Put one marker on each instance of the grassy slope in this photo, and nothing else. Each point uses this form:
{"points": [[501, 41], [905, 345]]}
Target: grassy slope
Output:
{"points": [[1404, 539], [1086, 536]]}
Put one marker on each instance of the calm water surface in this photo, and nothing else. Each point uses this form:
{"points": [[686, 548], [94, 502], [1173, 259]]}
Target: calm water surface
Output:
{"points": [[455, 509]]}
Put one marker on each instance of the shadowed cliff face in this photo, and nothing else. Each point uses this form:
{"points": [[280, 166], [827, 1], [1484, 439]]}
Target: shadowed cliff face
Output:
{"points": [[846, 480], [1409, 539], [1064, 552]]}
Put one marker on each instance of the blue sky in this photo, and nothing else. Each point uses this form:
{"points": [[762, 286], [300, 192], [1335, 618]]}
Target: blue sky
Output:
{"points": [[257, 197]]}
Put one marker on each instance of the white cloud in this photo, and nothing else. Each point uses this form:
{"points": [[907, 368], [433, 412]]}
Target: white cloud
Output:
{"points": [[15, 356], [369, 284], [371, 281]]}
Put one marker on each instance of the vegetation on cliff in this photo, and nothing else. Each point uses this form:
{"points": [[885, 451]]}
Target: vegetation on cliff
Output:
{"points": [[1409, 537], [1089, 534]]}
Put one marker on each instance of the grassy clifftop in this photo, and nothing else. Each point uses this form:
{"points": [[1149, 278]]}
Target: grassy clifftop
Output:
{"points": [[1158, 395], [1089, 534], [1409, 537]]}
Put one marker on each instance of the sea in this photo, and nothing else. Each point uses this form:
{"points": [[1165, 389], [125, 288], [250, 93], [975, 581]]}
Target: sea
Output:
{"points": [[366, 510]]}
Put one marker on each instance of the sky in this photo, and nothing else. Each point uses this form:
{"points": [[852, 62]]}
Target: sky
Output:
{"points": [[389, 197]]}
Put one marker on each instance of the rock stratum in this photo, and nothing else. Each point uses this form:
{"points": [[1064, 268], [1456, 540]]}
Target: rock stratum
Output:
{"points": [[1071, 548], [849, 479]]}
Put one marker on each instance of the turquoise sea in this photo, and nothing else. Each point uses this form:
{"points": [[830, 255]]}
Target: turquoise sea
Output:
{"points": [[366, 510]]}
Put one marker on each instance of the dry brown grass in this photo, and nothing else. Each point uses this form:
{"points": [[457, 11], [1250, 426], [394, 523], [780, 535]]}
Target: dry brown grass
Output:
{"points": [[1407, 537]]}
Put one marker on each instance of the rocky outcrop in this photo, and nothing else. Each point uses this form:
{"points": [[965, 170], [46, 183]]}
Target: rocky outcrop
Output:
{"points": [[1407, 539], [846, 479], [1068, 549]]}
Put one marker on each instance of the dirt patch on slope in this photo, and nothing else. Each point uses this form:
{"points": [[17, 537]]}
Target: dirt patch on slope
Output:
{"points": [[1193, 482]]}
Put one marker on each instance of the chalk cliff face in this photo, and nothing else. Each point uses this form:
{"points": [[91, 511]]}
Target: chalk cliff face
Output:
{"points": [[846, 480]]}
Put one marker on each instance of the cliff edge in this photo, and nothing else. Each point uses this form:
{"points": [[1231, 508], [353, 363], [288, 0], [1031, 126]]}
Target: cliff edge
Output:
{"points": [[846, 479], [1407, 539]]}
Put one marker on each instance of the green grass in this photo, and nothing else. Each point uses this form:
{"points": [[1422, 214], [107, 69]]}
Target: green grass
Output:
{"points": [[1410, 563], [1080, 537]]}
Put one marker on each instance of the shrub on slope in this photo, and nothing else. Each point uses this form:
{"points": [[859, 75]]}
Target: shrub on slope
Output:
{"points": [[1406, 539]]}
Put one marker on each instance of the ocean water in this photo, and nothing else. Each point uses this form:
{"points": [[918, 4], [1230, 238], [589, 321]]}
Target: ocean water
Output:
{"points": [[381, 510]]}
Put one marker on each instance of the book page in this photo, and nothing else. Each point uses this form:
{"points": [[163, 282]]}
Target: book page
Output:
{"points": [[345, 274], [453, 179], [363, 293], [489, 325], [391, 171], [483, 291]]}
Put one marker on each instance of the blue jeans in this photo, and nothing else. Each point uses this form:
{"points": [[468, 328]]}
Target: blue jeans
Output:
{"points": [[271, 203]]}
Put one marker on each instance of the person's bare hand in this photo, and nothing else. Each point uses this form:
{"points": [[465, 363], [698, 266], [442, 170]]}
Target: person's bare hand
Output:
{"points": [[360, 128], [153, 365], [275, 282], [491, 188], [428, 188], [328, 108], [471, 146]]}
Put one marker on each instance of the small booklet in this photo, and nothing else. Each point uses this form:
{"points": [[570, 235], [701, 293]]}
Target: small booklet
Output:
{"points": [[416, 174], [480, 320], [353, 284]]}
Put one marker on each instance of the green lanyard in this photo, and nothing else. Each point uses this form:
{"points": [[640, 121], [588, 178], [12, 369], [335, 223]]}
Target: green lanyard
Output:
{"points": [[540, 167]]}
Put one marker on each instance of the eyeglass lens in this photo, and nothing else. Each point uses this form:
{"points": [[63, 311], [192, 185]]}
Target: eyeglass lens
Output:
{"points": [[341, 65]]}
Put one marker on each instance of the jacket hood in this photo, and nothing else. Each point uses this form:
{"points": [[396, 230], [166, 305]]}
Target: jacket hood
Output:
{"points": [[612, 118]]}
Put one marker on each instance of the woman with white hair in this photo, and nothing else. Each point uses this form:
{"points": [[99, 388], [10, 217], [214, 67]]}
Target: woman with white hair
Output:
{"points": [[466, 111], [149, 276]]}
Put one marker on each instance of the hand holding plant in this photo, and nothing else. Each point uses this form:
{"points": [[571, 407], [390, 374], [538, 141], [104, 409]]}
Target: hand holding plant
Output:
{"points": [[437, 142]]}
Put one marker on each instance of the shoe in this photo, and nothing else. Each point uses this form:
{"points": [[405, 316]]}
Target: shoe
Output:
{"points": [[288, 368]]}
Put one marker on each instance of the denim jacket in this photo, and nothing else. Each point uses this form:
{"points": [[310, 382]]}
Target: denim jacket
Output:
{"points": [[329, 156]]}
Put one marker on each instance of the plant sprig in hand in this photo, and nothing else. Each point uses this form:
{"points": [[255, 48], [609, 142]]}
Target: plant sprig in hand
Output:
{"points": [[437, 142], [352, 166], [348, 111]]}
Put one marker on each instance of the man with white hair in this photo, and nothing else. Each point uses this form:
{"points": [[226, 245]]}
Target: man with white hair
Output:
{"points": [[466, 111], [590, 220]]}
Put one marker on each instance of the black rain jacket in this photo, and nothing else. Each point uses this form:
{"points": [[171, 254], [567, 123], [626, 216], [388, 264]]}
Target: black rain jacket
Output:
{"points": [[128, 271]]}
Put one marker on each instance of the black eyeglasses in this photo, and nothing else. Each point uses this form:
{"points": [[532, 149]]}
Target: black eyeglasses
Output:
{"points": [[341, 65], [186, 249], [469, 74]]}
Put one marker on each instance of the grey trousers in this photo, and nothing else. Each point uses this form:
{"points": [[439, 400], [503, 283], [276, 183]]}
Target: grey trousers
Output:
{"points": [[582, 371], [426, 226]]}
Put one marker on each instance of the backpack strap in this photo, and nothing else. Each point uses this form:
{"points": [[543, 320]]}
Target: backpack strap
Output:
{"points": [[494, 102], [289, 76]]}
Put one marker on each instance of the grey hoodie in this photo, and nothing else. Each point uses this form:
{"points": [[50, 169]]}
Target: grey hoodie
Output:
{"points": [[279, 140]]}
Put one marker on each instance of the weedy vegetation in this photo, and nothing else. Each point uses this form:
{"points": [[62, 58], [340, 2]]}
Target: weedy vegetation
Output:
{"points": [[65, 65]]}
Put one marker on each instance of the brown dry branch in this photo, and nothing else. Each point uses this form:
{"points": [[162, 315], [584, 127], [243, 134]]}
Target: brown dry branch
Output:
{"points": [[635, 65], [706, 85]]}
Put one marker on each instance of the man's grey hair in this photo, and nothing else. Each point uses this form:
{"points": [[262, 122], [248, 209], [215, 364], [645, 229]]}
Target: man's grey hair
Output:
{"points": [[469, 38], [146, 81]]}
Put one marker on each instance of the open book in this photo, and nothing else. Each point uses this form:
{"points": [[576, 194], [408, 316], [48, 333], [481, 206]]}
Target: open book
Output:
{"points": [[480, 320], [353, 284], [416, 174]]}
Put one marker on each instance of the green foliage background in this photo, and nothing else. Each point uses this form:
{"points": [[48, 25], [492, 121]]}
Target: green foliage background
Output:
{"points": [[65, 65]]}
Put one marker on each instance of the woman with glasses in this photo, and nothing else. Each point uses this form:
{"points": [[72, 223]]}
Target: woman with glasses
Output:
__________________________________________________
### Problem requirements
Reproduce verbatim the entries from the line containing "Put one marker on each instance of the green foliage" through the end of the entries.

### Response for this exercise
Put one marker on each instance of the green foliage background in this photo, and nothing else. Each point uses this form:
{"points": [[48, 25], [492, 121]]}
Target: green foliage background
Output:
{"points": [[65, 65]]}
Put one marker on each instance of the woman with glasses in this photo, and nothing else. Each point uses this form:
{"points": [[72, 223]]}
Target: woman with glasses
Output:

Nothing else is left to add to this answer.